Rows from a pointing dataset
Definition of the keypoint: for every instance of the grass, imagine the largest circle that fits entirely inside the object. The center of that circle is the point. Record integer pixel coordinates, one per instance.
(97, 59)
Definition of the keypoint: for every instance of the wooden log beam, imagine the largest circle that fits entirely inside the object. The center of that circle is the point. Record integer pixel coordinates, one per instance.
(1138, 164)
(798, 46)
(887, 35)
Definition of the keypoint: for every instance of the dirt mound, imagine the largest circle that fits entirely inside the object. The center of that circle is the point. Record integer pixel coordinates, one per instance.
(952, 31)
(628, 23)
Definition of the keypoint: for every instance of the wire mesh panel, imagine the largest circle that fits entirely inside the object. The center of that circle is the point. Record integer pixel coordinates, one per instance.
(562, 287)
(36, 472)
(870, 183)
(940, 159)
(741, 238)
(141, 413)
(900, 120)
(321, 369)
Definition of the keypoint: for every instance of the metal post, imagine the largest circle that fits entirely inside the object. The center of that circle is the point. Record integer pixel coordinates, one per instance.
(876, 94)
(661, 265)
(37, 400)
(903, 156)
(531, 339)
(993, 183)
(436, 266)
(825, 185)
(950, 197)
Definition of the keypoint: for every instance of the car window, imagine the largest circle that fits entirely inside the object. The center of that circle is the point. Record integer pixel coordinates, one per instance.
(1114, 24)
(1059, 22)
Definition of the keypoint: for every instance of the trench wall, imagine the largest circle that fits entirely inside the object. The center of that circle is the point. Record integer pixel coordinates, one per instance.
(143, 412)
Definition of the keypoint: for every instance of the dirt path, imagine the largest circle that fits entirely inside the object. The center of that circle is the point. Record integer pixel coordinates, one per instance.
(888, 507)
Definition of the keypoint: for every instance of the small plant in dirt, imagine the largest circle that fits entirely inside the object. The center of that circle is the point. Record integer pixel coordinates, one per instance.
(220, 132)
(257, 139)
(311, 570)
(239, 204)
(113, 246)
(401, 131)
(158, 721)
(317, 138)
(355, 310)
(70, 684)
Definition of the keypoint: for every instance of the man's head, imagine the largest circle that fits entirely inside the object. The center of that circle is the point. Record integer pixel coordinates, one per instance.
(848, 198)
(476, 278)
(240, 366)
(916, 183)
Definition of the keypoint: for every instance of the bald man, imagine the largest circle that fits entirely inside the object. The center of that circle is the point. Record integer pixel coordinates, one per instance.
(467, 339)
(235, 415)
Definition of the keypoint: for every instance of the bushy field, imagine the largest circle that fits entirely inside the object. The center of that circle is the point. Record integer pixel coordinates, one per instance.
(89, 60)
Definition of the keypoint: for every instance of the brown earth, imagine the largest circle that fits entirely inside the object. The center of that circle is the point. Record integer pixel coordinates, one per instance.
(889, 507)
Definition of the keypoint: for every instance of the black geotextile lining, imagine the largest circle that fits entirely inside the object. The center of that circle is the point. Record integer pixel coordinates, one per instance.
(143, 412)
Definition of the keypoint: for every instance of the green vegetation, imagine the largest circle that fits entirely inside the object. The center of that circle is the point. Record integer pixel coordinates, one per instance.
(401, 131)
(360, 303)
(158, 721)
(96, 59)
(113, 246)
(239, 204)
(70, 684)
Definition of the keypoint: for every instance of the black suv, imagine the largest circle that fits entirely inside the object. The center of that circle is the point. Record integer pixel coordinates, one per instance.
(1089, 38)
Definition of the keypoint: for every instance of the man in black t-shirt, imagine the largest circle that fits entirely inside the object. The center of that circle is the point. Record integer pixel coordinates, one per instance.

■ Aim: Rewrite the data above, replacing every "largest circle" with "biggest circle" and keeping everything else the same.

■ Result:
Definition of the keypoint: for every instance of the grass, imagine the biggest circle that fits entirely inside the object. The center of that circle is the point. Record integer pixel coordinates, one per instance.
(97, 59)
Definition of the keypoint: for every instance of the wooden log beam, imagine the biggest circle that fits entirely inside the object. The center of that circle is the point. Record integer pixel coordinates, one per instance.
(1138, 164)
(798, 46)
(887, 35)
Definition of the keypoint: for every instance of the dirt mound, imagine the biggest circle that fits entirely inside the object. The center of that circle is the point. Record integer pixel coordinates, one per instance.
(952, 31)
(628, 23)
Definition of the keypoint: for every instance of the wire mesh panel, imagine the biggest circle that fits entirely inside the object. The center of that circle is the point. Record integer pixel coordinates, one per instance.
(562, 287)
(36, 472)
(870, 183)
(940, 159)
(741, 238)
(141, 413)
(900, 120)
(321, 369)
Definition of the keypoint: for every instance of the metal post, imagine the biggest circle that fits entirely inside the object. The center of that circle is the point. Record integer pixel coordinates, one per instance.
(876, 94)
(661, 265)
(37, 400)
(903, 156)
(531, 339)
(993, 183)
(436, 266)
(825, 185)
(950, 197)
Definition of the keypoint: for every instance of the car window, imagine the biggest circle that fits entirely inside the object. The center of that circle is the point. Record integer pixel coordinates, one per instance.
(1114, 24)
(1059, 22)
Definition of the keypoint: for every instance of the trench wall, imagine the biggest circle that fits entirely inside the object. The center of that circle is the point. Record integer pixel coordinates, one per instance.
(143, 412)
Definition of the keypoint: for every instance of the dirt path, imagine the biggest circle that fits entirely inside the object. The center of that circle is the point. Record integer pixel coordinates, one per instance.
(888, 507)
Definition of the keypoint: for every instance of the small plant in dirt, imagine the biggest circle that fits entirely inside the object. The center of that circle is the point. Record integer pixel coordinates, one per instance.
(220, 132)
(257, 139)
(311, 570)
(239, 204)
(113, 246)
(401, 131)
(158, 721)
(317, 138)
(355, 310)
(70, 684)
Definition of the keypoint: for every instance of the man's head, imagine the biggest circle that fits entirely inside the object. The center of that circle is the point. Record integer pixel coordinates, one per instance.
(848, 198)
(476, 278)
(240, 366)
(916, 183)
Definition of the keypoint: for every instance of the bald man, imagine the biggest circle that fits entirely inside the object. The center of that circle is the point. Record integer pixel coordinates, one per instance.
(467, 339)
(235, 415)
Definition of the keypoint: for every instance of the bushy field, imagine the biggest circle that fits entirely inside the object. The center of that circle is the point. Record integer pixel coordinates, one per instance.
(89, 60)
Definition of the keypoint: for every instance of the brown earth, imagine the biggest circle that fits entirely inside the object. The center of that circle is the point. Record integer pixel coordinates, one per instance.
(889, 507)
Definition of the keypoint: for every instance of the black geotextile lining, imagine the biggest circle that fits entirely inside the object. The center of that circle is the point. Record integer pixel coordinates, one per instance.
(143, 412)
Definition of the keypoint: for every instance of the green vegetation, imagine the biggest circle that fits entirely inside the object. The center of that circle is the point. Record integer pixel coordinates, one per instance.
(401, 131)
(360, 303)
(158, 721)
(96, 59)
(113, 246)
(239, 204)
(70, 684)
Definition of the keypoint: for every instance of the black suv, imagine the biggest circle that fits entirely inside the object. The center of that circle is the point. Record integer pixel coordinates, one per instance.
(1089, 38)
Definition of the keypoint: for every instance of the man in black t-shirt, imagine the biggest circle that fits entirely inside the object. The center of that circle is the point. Record integer pixel coordinates, one per instance.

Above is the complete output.